Coordinate labeling data —
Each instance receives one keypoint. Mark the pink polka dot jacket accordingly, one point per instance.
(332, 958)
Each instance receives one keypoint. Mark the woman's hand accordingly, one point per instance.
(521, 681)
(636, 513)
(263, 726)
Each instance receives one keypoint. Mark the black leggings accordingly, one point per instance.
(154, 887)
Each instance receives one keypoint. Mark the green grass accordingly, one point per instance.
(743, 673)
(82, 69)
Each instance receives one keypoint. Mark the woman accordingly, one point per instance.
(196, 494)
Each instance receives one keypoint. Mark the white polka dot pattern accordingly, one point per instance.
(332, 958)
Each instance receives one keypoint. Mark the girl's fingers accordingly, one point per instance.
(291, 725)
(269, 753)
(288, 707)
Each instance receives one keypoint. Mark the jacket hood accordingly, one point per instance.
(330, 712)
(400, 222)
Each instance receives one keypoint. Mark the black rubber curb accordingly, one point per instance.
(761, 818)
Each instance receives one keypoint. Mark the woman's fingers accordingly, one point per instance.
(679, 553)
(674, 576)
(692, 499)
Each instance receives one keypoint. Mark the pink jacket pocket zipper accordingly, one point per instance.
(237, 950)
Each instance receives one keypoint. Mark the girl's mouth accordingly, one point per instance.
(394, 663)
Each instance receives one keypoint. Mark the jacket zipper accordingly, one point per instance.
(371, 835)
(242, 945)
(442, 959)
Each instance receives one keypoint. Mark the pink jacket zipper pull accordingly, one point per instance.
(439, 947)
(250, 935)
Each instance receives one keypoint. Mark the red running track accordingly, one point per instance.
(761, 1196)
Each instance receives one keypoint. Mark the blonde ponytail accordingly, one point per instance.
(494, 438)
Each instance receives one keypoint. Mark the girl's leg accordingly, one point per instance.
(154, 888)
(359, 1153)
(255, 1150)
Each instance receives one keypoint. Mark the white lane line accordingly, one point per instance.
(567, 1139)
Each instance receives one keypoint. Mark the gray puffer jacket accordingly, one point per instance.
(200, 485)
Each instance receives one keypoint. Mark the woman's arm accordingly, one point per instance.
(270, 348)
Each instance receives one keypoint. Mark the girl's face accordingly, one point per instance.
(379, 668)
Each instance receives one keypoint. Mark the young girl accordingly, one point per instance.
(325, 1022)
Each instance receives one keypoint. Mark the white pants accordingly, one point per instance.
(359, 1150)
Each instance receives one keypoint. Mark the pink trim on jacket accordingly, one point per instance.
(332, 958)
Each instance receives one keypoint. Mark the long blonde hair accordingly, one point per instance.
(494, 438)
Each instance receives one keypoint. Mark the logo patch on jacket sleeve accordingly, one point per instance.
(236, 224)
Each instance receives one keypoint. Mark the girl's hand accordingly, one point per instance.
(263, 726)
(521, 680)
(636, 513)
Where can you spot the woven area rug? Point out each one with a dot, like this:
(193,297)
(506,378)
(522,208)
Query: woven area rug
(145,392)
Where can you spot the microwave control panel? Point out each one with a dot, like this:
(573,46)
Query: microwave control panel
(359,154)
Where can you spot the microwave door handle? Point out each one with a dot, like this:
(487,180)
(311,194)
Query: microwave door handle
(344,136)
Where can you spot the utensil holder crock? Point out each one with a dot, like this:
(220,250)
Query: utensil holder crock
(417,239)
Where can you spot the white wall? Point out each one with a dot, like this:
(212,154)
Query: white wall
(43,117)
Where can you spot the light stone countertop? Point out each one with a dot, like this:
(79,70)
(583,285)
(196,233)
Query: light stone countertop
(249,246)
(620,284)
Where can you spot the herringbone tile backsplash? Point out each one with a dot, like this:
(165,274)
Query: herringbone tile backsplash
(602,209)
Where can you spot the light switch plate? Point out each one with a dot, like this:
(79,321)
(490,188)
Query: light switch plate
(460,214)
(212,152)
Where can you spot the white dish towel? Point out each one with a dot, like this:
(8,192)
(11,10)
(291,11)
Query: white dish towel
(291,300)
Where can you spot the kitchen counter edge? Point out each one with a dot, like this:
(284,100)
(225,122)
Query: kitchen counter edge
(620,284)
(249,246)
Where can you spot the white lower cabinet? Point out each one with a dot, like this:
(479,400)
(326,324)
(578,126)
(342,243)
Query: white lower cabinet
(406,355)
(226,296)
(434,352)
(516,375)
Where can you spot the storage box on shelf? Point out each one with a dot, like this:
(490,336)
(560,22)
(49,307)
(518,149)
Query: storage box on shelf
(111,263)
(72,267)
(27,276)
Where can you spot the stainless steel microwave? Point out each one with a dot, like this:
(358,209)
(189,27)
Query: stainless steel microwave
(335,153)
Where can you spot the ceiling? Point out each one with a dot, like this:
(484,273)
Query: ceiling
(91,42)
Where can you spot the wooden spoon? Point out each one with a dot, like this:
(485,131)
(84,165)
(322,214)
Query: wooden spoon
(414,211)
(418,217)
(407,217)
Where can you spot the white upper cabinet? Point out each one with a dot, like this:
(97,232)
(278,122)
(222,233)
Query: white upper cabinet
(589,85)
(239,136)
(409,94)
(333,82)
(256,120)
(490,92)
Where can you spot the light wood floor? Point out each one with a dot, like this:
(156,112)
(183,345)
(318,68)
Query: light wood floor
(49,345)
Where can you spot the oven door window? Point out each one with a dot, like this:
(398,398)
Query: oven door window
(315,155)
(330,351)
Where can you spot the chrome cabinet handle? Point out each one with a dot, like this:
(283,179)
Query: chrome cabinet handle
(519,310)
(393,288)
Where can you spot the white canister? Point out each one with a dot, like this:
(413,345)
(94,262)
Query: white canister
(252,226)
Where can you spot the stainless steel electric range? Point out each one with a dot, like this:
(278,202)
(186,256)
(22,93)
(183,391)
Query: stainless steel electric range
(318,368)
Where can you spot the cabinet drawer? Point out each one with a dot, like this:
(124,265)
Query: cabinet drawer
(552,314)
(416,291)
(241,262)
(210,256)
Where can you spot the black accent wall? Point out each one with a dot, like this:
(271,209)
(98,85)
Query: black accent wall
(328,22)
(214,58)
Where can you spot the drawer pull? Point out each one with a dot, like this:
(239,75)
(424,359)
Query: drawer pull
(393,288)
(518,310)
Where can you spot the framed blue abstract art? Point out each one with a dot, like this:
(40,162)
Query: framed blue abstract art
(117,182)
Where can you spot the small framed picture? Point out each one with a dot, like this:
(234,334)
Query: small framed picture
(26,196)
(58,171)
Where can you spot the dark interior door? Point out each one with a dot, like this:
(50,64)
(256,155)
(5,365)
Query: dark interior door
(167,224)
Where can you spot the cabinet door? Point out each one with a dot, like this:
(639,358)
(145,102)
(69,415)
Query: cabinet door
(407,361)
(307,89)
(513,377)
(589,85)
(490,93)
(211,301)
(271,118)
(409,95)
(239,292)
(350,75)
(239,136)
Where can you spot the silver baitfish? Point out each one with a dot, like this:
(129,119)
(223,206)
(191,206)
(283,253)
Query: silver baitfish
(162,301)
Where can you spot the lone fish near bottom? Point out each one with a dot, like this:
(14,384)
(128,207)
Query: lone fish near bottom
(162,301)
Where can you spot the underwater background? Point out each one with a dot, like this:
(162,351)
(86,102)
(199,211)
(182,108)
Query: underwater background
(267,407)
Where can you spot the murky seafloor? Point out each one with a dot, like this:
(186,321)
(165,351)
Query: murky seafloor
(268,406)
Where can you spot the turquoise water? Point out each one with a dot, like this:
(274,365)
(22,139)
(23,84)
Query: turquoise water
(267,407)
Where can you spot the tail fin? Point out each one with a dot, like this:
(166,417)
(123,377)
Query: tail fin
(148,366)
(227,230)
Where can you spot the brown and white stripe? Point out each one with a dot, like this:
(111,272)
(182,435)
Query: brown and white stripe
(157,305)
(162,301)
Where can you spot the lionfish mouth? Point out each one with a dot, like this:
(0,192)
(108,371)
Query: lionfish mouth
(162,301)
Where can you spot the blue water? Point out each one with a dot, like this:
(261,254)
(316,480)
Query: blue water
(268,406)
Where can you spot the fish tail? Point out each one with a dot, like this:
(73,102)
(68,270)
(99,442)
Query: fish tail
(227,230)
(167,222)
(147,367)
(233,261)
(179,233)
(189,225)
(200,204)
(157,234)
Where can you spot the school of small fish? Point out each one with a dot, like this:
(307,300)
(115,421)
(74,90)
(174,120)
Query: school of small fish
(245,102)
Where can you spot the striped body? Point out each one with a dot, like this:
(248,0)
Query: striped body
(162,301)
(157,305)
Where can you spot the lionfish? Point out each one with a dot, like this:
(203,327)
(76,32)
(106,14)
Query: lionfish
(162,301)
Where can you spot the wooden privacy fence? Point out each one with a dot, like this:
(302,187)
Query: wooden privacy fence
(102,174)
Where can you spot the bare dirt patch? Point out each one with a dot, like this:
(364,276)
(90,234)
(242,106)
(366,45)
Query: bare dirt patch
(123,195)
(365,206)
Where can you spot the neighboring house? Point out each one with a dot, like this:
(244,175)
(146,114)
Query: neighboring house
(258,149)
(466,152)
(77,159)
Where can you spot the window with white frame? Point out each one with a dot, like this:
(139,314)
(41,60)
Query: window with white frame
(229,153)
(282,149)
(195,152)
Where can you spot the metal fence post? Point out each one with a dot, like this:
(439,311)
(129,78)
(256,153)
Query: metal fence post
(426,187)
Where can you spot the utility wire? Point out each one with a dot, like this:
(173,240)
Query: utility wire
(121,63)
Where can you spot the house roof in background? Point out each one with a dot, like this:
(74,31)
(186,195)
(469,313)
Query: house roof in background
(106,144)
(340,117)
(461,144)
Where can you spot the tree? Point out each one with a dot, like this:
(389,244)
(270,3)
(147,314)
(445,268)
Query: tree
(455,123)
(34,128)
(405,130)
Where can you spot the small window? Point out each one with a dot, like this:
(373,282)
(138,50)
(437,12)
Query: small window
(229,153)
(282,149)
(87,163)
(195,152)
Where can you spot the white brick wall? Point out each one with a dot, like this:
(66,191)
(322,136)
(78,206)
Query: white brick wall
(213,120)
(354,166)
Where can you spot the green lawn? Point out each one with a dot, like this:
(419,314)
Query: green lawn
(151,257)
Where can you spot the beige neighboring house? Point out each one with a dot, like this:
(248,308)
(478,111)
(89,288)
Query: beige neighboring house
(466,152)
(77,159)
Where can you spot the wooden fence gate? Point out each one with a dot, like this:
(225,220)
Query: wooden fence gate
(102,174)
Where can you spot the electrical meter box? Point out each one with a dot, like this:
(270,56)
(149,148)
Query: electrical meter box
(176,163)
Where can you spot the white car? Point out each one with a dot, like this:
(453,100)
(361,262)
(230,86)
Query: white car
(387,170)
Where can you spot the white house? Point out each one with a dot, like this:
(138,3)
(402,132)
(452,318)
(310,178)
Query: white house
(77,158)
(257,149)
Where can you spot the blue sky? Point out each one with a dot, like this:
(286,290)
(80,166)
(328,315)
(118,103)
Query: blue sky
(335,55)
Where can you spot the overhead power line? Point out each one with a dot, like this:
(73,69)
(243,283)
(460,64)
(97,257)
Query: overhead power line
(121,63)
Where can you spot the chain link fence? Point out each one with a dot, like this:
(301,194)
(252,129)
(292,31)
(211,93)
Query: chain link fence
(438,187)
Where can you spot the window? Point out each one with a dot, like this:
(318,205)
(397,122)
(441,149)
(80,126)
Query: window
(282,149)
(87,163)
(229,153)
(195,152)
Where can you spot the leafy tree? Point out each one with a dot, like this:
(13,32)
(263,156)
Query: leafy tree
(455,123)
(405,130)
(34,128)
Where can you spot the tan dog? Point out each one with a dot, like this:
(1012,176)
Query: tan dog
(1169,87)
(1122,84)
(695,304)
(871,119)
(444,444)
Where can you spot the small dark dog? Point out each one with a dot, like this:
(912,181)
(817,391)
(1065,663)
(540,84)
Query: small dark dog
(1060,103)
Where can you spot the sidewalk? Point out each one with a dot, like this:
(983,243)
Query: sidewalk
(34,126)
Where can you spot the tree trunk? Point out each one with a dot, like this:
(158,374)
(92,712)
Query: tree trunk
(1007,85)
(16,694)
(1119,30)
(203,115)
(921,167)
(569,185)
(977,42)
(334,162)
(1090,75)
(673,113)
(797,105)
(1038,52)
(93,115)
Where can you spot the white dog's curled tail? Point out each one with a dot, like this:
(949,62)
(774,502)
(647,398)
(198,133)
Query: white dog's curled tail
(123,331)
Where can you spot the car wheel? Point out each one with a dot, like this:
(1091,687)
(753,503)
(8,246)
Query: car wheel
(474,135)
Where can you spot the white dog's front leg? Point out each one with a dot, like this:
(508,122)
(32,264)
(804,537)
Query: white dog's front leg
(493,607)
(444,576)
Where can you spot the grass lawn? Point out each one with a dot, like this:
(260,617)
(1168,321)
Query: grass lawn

Task requirements — Rewrite the data from the line with "Each instance receives one keypoint. Mark the black rubber" to the line with "(761, 1196)", putting "fastener" wherever "zipper" appears and keeping everything else the same.

Correct output —
Each instance receives one keypoint. Mark the black rubber curb accordingly, one point per instance.
(761, 818)
Each instance receives one keypoint. Mark the woman's fingers accordingly, one point per instance.
(679, 553)
(674, 576)
(692, 499)
Each instance receives one keypoint. Mark the pink jacket pocket fastener accordingly, one point per instance.
(237, 950)
Each instance receives one keypoint. Mark the girl's mouth accordingly, one point per instance.
(394, 663)
Each instance receives one keypoint. Mark the jacket fastener accordingly, one point per instance.
(371, 835)
(242, 945)
(442, 959)
Each instance receives one keypoint. Mark the pink jacket fastener pull accordingly, one point per instance.
(439, 947)
(250, 935)
Each instance receives one keypoint. Mark the red running track accordingly, one point per instance.
(761, 1196)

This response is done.